**Text extract:**
+++

TPS Pakistan is a  Pakistani technology company established in 1996 by two entrepreneurs Mohammed Sohail and Mubashir Rahim.

Company background
TPS Pakistan's two founders, Mohammad Sohail and Mubashir Rahim completed their higher education in the US in engineering and returned to Pakistan in the early 1990s. Before returning, they worked for a short period at NCR Corporation, a software and electronics company which is primarily involved in selling computer servers and ATMs. They returned to Pakistan and decided to form their own software company in Karachi. They both worked very hard and mainly looked for opportunities in networking connectivity especially in the banking and financial sectors. In 2015, CEO of TPS Pakistan, Shahzad Shahid compared Pakistan with the neighboring countries like Sri Lanka, India and Bangladesh where more people had bank accounts and emphasized the need for Pakistan to catch up with them.

Accomplishments

Business agreements with other companies
 In 2017, National Bank of Pakistan launched 'Pre-paid' cards with the cooperation of TPS Pakistan company.

+++

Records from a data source
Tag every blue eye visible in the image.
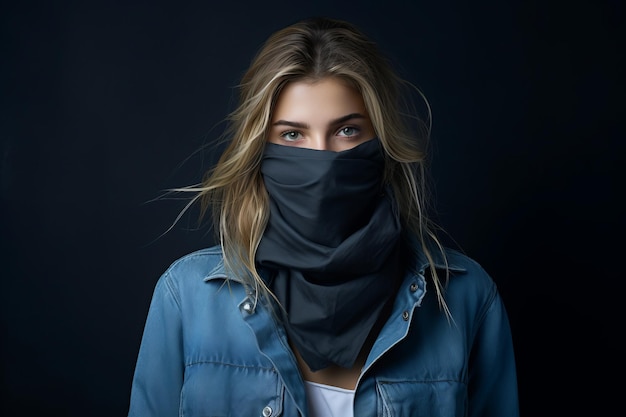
[338,127,359,137]
[280,130,300,141]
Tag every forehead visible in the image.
[272,77,365,121]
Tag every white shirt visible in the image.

+++

Reproduce verbatim the part of the TPS Pakistan text starting with "Accomplishments" and going on through "TPS Pakistan company.".

**Exercise output:**
Accomplishments

Business agreements with other companies
 In 2017, National Bank of Pakistan launched 'Pre-paid' cards with the cooperation of TPS Pakistan company.